| Your goal |
Report how many lines in the rows below contain the word "wooden", counting only matches with the same case. Give the number alone.

| Supplied data |

········

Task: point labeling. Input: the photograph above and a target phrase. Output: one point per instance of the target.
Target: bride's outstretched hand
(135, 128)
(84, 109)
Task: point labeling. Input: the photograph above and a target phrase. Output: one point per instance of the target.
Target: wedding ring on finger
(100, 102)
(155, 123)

········

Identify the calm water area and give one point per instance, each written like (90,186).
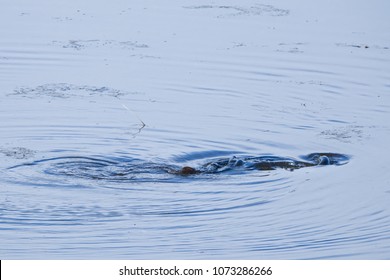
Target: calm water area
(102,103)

········

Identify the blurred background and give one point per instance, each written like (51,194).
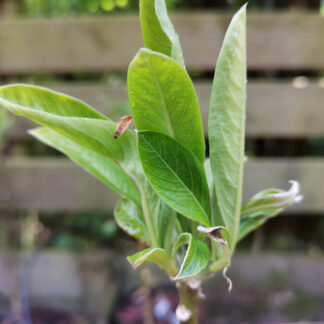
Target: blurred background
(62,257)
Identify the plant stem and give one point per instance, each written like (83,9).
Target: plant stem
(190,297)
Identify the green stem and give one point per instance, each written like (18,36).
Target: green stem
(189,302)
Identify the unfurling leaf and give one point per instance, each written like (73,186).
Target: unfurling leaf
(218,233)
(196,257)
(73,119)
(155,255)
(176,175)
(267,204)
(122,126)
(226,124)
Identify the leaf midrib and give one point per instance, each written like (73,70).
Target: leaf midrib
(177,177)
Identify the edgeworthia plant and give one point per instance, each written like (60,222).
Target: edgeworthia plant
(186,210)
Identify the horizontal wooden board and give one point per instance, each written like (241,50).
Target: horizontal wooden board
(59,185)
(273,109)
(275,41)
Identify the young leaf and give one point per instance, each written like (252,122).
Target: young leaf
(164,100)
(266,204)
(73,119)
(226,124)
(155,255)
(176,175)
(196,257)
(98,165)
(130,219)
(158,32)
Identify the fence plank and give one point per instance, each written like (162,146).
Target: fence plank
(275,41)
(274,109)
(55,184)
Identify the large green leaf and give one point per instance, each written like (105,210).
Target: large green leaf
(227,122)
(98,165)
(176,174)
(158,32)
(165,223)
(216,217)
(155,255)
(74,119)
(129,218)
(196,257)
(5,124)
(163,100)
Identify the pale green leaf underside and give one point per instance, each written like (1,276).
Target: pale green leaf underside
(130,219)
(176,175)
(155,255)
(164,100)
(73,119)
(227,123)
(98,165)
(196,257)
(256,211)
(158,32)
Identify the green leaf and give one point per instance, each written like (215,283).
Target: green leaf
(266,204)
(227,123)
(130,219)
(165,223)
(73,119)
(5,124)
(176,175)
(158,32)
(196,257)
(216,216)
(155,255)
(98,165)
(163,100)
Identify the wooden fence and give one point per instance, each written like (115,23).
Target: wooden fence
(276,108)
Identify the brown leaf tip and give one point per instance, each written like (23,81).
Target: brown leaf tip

········

| Answer |
4